Despite validity concerns, synthetic data is a valuable resource for several reasons. Though the absence of real-world data is controversial, it allows for exploration of scenarios otherwise difficult to explore with real-world data, and addresses privacy concerns around data sharing at the same time. Testing and validation of algorithms and Large Language Models (LLMs) also becomes simpler, and more robust, with a greater pool of testing data available. Some of the key benefits are summarised below:
Cost
Acquiring research data through sampling via a panel provider or purchasing datasets, for example, can be expensive, and businesses with larger budgets certainly have an advantage. FlexMR’s CMO, Chris Martin, speaks to the benefits of synthetic data as a leveller of the playing field between “established brands and challengers”. The option to scale up datasets using synthetic data means a more modest budget is no longer a barrier to gleaning widescale insight.
Scalability
Once a generative model is developed, it can produce large volumes of synthetic data quickly and efficiently, enabling the creation of extensive datasets without the logistical challenges of real-world data collection.

#####

*What to work on*
(a) In the synthetic data excerpt, what role does Chris Martin hold at FlexMR?
(b) Please write out the part of the synthetic data excerpt starting with "Scalability" and going on through "real-world data collection.", word for word.
The entries come from a separate source, not from the synthetic data excerpt.

*Data extracts*
#####

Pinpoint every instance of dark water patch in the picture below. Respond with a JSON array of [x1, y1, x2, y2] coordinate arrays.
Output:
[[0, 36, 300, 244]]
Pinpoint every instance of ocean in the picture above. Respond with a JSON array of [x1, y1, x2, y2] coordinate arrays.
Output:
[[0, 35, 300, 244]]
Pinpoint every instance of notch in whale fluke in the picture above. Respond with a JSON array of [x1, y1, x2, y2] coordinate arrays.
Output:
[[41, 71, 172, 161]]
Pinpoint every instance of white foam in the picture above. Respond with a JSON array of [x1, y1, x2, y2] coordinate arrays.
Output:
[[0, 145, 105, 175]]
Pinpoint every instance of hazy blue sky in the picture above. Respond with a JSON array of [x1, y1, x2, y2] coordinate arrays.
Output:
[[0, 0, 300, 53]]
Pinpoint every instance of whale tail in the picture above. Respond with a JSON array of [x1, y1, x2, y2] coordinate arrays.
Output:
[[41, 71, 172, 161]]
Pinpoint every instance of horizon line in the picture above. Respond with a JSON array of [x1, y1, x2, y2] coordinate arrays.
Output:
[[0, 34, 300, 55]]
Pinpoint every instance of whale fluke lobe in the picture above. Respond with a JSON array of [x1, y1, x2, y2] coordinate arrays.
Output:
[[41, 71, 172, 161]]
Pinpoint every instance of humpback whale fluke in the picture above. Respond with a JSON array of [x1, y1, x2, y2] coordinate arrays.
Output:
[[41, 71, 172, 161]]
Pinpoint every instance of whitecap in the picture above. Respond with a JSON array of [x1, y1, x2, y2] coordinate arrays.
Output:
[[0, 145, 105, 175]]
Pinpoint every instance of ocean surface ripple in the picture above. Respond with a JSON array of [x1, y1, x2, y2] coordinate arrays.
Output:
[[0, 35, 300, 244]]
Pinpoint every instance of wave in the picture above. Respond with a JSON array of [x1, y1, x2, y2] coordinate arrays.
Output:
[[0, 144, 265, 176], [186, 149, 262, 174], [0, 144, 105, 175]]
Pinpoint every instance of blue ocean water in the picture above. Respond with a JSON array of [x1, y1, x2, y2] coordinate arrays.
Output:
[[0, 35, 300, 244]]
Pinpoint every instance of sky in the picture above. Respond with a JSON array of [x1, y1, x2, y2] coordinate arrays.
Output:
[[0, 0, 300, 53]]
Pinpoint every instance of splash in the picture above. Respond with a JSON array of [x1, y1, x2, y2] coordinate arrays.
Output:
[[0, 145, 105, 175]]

#####

*Answers for the exercise*
(a) He is FlexMR's CMO.

(b)
Scalability
Once a generative model is developed, it can produce large volumes of synthetic data quickly and efficiently, enabling the creation of extensive datasets without the logistical challenges of real-world data collection.